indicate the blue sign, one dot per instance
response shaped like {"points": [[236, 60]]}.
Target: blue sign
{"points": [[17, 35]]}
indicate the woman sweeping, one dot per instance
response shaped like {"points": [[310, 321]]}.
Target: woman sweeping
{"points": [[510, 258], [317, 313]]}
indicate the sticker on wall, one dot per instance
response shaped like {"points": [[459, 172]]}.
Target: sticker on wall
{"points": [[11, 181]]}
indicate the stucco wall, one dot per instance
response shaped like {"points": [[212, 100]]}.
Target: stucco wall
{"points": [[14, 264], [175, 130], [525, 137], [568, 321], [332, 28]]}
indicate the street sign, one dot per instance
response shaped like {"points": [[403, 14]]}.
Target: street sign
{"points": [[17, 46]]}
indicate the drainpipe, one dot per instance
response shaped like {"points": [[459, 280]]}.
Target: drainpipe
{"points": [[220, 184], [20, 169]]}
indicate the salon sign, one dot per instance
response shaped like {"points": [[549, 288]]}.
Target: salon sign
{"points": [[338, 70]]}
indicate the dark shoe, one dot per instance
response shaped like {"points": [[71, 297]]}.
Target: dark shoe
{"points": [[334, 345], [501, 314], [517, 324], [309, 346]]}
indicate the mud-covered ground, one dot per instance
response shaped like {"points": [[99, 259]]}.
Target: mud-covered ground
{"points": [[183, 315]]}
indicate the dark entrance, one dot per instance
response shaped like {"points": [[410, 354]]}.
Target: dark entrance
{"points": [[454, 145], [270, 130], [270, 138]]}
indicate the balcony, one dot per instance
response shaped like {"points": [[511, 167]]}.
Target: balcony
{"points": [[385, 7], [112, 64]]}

┄┄┄┄┄┄┄┄┄┄┄┄┄┄┄┄┄┄┄┄

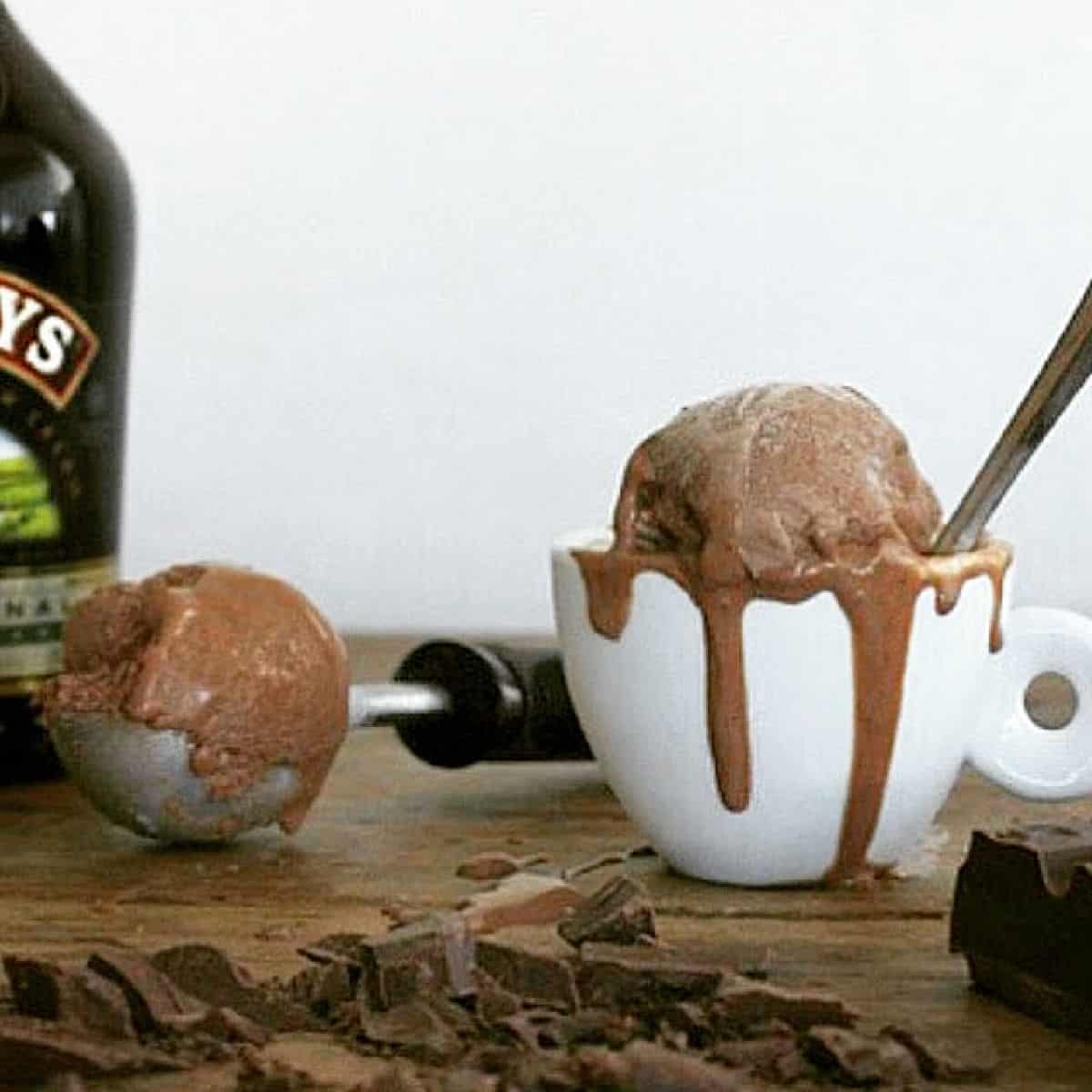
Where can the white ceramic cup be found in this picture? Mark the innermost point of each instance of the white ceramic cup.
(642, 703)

┄┄┄┄┄┄┄┄┄┄┄┄┄┄┄┄┄┄┄┄

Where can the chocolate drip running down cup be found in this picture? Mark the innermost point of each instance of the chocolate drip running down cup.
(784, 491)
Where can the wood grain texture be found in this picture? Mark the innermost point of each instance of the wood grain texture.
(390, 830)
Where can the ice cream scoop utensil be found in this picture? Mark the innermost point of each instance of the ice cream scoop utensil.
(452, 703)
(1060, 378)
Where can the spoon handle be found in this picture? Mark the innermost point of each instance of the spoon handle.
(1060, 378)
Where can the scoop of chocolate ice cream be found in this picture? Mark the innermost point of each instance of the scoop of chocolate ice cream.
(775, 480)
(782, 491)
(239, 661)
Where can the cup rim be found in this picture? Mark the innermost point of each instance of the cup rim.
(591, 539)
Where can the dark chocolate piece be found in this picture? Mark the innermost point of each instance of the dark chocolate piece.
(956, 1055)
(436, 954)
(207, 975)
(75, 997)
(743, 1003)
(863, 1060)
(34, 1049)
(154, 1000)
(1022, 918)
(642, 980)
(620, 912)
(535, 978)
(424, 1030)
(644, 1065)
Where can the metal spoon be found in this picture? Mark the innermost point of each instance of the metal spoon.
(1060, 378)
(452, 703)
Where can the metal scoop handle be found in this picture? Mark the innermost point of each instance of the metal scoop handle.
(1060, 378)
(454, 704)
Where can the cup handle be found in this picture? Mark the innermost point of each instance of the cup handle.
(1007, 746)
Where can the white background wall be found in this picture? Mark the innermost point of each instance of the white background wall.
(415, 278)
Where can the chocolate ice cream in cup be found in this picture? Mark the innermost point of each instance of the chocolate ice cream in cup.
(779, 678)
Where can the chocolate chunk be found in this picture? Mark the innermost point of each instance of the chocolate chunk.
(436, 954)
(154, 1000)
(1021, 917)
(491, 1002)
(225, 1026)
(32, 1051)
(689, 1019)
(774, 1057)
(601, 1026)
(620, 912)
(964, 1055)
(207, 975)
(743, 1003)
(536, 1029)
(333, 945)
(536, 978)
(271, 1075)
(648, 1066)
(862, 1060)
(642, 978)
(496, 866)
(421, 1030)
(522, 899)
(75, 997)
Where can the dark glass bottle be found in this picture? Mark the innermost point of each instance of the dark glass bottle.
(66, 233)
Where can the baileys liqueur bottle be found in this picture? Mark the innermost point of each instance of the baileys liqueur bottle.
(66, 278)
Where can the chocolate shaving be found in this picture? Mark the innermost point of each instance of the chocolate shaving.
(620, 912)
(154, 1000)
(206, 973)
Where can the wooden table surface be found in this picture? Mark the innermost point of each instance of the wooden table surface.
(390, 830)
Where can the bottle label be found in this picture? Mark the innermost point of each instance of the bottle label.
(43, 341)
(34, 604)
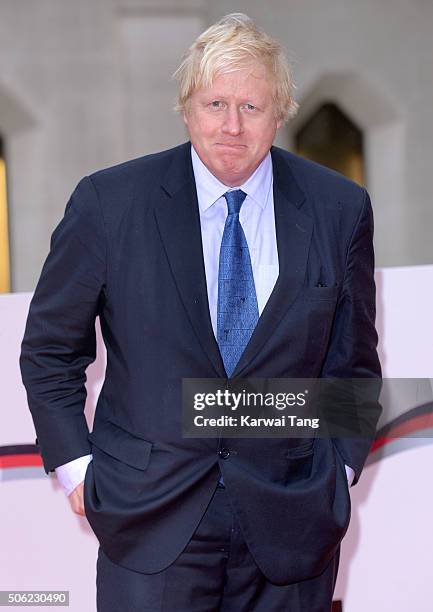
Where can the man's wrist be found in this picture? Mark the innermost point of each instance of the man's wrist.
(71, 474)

┄┄┄┄┄┄┄┄┄┄┄┄┄┄┄┄┄┄┄┄

SHORT TASK:
How many lines in the rows above contain the word "blue"? Reply with the number alone.

OUTPUT:
2